Excerpted passage:
Begin
Motherhood, Consumption, and the Purchase of Respectability

Motherhood, Consumption, and the Purchase of Respectability

(p.90) Chapter 4 Motherhood, Consumption, and the Purchase of Respectability
Gringo Gulch

Megan Rivers-Moore

University of Chicago Press

Although sex work remains highly stigmatized, it allows sex workers to attain some level of economic, if not social, mobility. This chapter challenges the idea that sex work is always about mere subsistence. Instead, it suggests that sex tourism workers work to survive, but they also demonstrate significant personal ambition and aim not only to increase their own consumption levels, but to get ahead. Women are clear about what sex work enables for their families and themselves: a level of consumption otherwise unavailable to them as low-income and poor women. Sex work offers an opportunity to consume and to get ahead that these women have been unable to attain in other kinds of employment, primarily domestic and factory work. Furthermore, sex work allows women to think of themselves as particularly good mothers, able to provide for and spend important quality time with their kids. The chapter argues that survival, consumption, and motherhood are deployed, often in contradictory and conflicting ways, in order to counteract the effects that stigma has on sex workers. It also suggests that sex workers may very well be the quintessential subjects of neo-liberalism in Latin America, in their embrace of entrepreneurial work and consumption.
End
Given information:
Begin
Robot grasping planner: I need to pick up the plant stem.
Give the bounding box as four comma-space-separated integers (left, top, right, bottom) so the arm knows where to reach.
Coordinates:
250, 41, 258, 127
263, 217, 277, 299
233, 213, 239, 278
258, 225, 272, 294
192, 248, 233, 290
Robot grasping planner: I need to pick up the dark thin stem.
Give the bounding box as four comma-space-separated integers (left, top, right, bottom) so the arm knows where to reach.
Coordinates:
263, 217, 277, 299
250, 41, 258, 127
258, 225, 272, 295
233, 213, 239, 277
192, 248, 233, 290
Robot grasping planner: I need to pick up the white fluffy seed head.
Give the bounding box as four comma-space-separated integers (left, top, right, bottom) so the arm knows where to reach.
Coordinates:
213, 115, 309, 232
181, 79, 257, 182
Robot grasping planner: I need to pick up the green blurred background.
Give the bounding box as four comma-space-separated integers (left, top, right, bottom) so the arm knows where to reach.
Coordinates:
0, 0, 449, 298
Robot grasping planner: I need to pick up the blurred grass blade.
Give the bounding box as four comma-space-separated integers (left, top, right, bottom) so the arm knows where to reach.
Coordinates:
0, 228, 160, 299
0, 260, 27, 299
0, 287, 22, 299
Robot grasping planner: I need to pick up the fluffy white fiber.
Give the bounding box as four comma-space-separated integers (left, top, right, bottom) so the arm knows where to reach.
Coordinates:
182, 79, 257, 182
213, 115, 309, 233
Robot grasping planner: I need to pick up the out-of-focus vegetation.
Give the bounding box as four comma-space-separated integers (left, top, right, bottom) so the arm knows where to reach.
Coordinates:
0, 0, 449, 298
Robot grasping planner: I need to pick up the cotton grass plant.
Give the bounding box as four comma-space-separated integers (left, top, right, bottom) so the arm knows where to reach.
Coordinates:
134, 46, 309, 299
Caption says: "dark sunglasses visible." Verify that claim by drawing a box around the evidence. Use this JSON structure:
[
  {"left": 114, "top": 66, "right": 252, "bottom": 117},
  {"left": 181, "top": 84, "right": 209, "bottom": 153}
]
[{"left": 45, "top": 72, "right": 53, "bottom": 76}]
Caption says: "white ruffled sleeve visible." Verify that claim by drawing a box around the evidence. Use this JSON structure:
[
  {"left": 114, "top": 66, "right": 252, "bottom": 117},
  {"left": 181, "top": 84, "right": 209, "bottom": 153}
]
End
Please turn the paragraph of the chapter summary beginning "Although sex work remains highly stigmatized" into a short bulleted list that keeps its main points.

- Sex work remains highly stigmatized but gives sex workers some economic, if not social, mobility.
- The chapter challenges the idea that sex work is always about mere subsistence. Sex tourism workers work to survive, but they also show personal ambition and aim to raise their consumption and get ahead.
- Sex work gives these low-income and poor women a level of consumption they could not reach in other jobs, mainly domestic and factory work.
- It lets women see themselves as especially good mothers who can provide for their children and spend quality time with them.
- The women use survival, consumption, and motherhood, often in contradictory ways, to counter the effects of stigma.
- Because they embrace entrepreneurial work and consumption, sex workers may be the quintessential subjects of neo-liberalism in Latin America.